My local is the Fairlee Drive-In Theater & Motel in Vermont, which claims to be one of only three Drive-Ins in the nation with an onsite motel. Each room has a patio from which you can view the film. Should you overindulge, you don’t have to drive home. A perfect example of an updated classic, Fairlee added expensive new updates in the ’90s (a new wind- and weather-proof screen) and the 2000s (a digital projector). Yet the feel of the place is still very much as it was when it opened in 1950. That said, in typical Vermont fashion, the oversized burgers, served at a snack stand straight out of American Graffiti, feature naturally raised Black Angus beef from the current owner’s nearby farm. The pints of ice cream come from in-state producer Ben & Jerry’s. Local and artisanal food is becoming a vital part of the experience with such 1950s fare as cotton candy and chili dogs.

Because they can only show movies after dark, the tradition at many Drive-Ins has long been a single nightly admission that includes a double feature. In many cases, the first is kid’s fare and the second more mainstream, though some places stick to all family-friendly, and others emphasize favorites from the past. Jaws, Grease and E.T. the Extra-Terrestrial are staples, as well as the Star Wars movies and much of the sci-fi genre, which seems to play even better under the night sky.

Back to the Future, Raiders of the Lost Ark, Goonies—those are the Drive-In revival blockbusters,” says Frank. Solomon related the story of a customer who saw that the Coyote Drive-In was airing Goonies, and brought her kids specifically because she had originally seen the movie at a Drive-In and wanted them to experience it their first time that way. “As a father, I also want my kids to experience the things I did growing up—the Drive-In is like going fishing.”

While Drive-Ins have been known for showing B-movies and flicks that have been long on the circuit, many now show first-run movies at the same time that they are in theaters. West Wind Drive-Ins, the largest Drive-In theater chain in the world, with seven locations across California, Arizona and Nevada, proudly shows first-run, new releases at all its venues.

■ Available data ■
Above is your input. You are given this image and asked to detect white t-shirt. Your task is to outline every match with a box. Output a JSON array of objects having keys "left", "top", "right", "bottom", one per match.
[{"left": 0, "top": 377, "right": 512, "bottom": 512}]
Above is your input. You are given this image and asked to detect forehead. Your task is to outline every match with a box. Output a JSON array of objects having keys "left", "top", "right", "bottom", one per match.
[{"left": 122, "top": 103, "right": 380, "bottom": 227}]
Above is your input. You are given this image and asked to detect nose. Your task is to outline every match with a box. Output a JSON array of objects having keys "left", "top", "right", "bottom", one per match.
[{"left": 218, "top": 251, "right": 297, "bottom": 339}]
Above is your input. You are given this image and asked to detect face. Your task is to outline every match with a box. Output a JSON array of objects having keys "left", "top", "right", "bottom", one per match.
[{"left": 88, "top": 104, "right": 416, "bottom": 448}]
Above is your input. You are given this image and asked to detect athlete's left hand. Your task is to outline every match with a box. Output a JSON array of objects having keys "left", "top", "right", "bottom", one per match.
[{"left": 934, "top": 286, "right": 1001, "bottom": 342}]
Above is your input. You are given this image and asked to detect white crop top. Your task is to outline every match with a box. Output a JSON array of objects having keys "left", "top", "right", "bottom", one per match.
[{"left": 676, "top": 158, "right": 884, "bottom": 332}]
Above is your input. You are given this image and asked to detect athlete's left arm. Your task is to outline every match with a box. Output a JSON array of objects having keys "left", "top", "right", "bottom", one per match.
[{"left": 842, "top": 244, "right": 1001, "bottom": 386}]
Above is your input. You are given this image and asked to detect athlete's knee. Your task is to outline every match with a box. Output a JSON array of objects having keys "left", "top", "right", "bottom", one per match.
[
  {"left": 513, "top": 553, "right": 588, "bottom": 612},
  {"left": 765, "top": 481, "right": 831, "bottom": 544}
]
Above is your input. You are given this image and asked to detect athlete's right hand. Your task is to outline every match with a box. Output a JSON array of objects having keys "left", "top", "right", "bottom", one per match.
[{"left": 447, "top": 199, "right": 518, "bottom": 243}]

■ Exercises ■
1. In the drive-in text, what year did the Fairlee Drive-In Theater & Motel open?
2. Reproduce the drive-in text from the words "While Drive-Ins have" up to and including "all its venues.".

■ Answers by item number ■
1. It opened in 1950.

2.
While Drive-Ins have been known for showing B-movies and flicks that have been long on the circuit, many now show first-run movies at the same time that they are in theaters. West Wind Drive-Ins, the largest Drive-In theater chain in the world, with seven locations across California, Arizona and Nevada, proudly shows first-run, new releases at all its venues.